### [INPUT RECORDS]
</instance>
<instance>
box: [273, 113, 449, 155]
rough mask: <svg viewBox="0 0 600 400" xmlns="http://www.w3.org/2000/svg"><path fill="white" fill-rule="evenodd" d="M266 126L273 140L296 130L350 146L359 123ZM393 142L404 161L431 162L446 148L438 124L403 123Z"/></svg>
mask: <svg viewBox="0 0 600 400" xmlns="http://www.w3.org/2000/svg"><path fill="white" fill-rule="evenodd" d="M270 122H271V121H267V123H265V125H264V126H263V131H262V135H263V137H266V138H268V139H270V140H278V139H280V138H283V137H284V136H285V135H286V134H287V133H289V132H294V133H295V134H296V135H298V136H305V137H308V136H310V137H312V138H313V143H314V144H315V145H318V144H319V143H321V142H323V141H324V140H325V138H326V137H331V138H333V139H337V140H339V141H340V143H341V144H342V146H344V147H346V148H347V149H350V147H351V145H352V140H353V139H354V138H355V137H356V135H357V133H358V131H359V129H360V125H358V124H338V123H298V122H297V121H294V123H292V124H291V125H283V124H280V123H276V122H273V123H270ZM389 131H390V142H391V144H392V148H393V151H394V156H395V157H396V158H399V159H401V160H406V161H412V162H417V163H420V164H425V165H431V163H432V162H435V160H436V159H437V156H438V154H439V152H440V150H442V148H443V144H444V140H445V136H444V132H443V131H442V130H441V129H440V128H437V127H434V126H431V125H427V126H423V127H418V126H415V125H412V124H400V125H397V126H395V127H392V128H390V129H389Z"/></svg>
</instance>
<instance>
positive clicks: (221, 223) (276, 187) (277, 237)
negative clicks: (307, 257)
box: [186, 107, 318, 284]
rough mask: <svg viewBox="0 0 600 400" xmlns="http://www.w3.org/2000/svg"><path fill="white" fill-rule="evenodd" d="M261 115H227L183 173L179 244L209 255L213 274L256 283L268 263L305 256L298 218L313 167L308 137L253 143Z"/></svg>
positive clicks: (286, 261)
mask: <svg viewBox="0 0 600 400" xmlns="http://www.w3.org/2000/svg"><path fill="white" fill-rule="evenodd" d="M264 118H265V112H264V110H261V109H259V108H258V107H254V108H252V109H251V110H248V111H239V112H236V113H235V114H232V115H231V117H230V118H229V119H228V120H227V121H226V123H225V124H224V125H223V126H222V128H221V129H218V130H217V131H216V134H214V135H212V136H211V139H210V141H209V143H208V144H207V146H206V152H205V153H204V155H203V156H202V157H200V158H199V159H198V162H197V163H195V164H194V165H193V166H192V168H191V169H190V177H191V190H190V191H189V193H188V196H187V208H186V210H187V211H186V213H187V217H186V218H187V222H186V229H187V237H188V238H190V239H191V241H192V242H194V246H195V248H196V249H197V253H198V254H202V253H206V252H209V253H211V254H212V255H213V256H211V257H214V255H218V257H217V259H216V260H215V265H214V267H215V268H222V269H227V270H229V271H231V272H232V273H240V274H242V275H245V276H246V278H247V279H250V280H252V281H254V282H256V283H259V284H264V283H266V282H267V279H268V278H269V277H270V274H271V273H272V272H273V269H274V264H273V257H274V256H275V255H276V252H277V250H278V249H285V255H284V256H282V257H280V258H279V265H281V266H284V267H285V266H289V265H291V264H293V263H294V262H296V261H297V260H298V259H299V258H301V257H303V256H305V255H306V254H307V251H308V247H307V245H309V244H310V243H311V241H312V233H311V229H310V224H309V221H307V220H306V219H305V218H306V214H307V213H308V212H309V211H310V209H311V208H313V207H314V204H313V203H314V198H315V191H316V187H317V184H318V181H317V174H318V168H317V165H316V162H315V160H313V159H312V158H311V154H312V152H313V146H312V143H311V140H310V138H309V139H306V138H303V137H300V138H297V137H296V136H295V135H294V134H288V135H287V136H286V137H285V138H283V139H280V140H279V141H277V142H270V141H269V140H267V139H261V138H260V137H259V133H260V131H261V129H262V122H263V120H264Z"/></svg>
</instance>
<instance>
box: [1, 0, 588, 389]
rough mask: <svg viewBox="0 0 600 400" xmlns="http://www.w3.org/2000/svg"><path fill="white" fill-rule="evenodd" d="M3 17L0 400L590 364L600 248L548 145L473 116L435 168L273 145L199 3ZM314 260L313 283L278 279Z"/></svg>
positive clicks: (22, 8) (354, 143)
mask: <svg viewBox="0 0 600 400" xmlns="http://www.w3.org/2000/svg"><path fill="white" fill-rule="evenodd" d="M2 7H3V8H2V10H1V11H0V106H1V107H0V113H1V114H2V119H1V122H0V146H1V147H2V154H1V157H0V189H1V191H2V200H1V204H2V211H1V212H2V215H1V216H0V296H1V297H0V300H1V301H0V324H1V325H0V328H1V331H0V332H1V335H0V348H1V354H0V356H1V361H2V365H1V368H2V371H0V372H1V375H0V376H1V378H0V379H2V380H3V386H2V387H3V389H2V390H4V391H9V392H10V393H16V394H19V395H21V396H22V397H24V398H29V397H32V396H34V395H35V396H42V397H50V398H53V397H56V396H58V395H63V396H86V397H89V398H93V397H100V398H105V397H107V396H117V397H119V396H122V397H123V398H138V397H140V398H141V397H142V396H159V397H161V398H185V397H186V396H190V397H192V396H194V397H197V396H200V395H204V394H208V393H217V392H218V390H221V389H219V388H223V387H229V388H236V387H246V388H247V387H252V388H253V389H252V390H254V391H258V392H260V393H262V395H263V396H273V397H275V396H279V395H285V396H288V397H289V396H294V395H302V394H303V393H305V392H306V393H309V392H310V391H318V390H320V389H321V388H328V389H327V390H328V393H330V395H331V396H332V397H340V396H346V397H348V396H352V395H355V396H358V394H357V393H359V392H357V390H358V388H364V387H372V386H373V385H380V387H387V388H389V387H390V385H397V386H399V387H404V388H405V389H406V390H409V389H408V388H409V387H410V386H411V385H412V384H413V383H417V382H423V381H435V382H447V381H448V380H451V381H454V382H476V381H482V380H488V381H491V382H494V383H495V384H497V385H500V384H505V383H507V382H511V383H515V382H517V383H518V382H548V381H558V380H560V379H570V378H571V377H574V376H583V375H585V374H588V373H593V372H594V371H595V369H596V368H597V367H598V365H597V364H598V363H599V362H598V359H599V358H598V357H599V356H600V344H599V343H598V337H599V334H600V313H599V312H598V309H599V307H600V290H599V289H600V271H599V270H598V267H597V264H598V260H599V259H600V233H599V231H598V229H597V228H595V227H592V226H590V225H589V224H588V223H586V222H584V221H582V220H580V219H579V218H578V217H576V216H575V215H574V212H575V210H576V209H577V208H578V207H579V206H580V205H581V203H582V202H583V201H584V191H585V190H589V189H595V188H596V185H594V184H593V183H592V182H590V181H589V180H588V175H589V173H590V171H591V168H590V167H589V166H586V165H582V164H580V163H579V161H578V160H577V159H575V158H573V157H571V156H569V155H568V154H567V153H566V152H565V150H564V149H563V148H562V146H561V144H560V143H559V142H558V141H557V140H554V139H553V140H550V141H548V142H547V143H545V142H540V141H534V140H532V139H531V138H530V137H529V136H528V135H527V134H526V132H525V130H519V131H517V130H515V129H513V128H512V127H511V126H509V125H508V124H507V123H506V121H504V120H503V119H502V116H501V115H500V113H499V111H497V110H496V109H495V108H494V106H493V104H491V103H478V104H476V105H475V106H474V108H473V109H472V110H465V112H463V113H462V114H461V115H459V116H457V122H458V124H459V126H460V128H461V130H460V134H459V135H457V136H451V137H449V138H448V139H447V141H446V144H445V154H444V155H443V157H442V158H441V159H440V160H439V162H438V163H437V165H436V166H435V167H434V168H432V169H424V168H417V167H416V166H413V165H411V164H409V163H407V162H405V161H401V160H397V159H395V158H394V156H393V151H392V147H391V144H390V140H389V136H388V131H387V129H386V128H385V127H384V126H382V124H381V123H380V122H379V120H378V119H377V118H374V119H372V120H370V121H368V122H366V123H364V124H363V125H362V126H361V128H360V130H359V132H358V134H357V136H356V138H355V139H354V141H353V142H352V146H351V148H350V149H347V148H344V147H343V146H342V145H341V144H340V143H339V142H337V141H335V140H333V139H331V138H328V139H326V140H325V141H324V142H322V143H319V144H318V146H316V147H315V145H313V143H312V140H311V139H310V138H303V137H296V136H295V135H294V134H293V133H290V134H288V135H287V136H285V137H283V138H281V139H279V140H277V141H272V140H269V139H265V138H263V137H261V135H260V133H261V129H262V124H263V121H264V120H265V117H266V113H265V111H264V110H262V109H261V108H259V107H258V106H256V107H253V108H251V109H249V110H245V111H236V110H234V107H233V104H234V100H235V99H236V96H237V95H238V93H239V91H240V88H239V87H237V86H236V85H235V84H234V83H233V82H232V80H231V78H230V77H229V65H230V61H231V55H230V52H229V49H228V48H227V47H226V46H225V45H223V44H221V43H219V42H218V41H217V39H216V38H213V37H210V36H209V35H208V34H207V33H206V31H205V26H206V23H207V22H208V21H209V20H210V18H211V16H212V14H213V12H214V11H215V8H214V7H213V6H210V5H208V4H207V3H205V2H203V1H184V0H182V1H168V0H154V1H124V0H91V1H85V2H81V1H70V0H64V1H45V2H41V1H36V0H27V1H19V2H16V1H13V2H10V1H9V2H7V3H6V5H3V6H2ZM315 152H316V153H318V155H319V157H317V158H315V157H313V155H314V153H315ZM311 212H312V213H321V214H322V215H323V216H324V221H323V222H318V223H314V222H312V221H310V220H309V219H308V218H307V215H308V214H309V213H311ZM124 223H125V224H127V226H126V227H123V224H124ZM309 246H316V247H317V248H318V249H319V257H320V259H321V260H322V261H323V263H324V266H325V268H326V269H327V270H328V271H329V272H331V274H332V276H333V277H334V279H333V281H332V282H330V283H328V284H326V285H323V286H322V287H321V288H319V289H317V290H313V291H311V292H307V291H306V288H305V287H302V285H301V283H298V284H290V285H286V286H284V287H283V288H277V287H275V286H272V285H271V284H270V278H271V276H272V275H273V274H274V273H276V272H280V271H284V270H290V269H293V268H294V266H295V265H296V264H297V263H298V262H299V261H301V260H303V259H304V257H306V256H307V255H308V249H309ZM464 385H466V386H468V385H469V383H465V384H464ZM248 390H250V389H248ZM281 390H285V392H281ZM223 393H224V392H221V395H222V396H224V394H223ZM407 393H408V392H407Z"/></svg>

### [PROBLEM TO SOLVE]
The answer is the run of lines above from the line containing "box: [1, 0, 588, 389]" through the line containing "17L0 400L590 364L600", copied exactly and alone.

### [SOLUTION TO THE EXERCISE]
box: [1, 0, 588, 389]
rough mask: <svg viewBox="0 0 600 400" xmlns="http://www.w3.org/2000/svg"><path fill="white" fill-rule="evenodd" d="M3 17L0 400L590 364L600 248L548 145L473 116L435 168L273 145L199 3ZM314 260L313 283L278 279Z"/></svg>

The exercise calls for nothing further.